La corruption est très répandue en Indonésie.

Freddy Budiman, trafiquant de stupéfiants, est incarcéré à Cipinang. Il est exécuté en septembre 2016. Peu avant son exécution, il affirme avoir payé 40 millions de dollars à des officiers de haut-rang de l’agence anti-drogue, de l’armée et de la police pour continuer ses activités de trafic de drogues depuis la prison. Durant son incarcération, Freddy Budiman reçoit fréquemment la visite de sa petite-amie dans une “chambre spéciale” mise à sa disposition.

Artalyta Suryani est une businesswoman condamnée à 4 ans de prison. Elle est incarcérée dans une chambre privée de 60m². Les faits sont découvert lors d’une visite surprise de l’administration au moment où Aetalyta Suryani bénéficiait de soin cosmétique. Sa chambre est meublée d’un lit, de plusieurs canapés, d’un écran LCD, d’un réfrigérateur et possède l’air conditionné. L’affaire est largement médiatisée et provoque une vive colère. Ces cas sont isolés.

Le quotidien des prisonniers “ordinaires” est difficile. Le manque de moyens dans les prisons participe à la corruption généralisée.

Le surintendant des prisons doit inspecter les blocs, les cellules, les cuisines et les produits alimentaires tous les jours de la semaine.

Il reçoit des plaintes de détenus et peut former un comité pour enquêter.

Les résultats de l’enquête doivent être signalés à la Direction générale des services correctionnels (Dirjen Pas).

Les mauvaises conditions de détention, la corruption généralisée et la surpopulation créent des soulèvements fréquents dans les prisons indonésiennes.
+-------+
■ **CONSIGNE A**:
Dans le texte sur les prisons indonésiennes, quelle est la superficie de la chambre privée où Artalyta Suryani est incarcérée ?
■ **CONSIGNE B**:
Rédigez la suite du texte sur les prisons indonésiennes, en reprenant après sa dernière phrase.

■ **DONNÉES FOURNIES**:
+-------+
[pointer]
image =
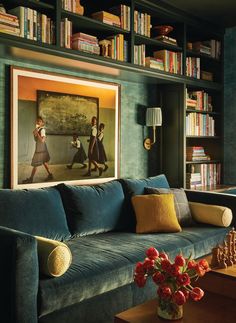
+-------+
■ **RÉPONSE A**:
Sa chambre privée mesure 60 m².

■ **RÉPONSE B**:
Les détenus de la prison de Jambi refusent, le 1er mars 2017, une opération antidrogue menée par le personnel de l’Agence Nationale des Narcotiques (BNN). Une émeute éclate. Les détenus mettent le feu à plusieurs bâtiments, notamment la salle de réunion de la prison, le bureau coopératif, l’entrepôt du générateur d’électricité ainsi que la cantine. Six détenus et un officier de police sont blessés. Quatre détenus s’évadent dans la cohue.

Des médiations ont lieu à la suite de cette émeute. Les détenus demandent la révocation du directeur de la prison, Djarot Sugiarto. Ses politiques restrictives en matière d’accès aux soins étaient à l’origine de plusieurs décès dans la prison. Une émeute avait éclaté, en janvier 2017 déjà, dans la même prison pour les mêmes revendications. Les détenus demandent, entre autres, un accès à l’eau potable et de meilleures conditions d’hygiène. Des transferts dans d’autres prisons sont prévus afin de diminuer la surpopulation carcérale de cet établissement.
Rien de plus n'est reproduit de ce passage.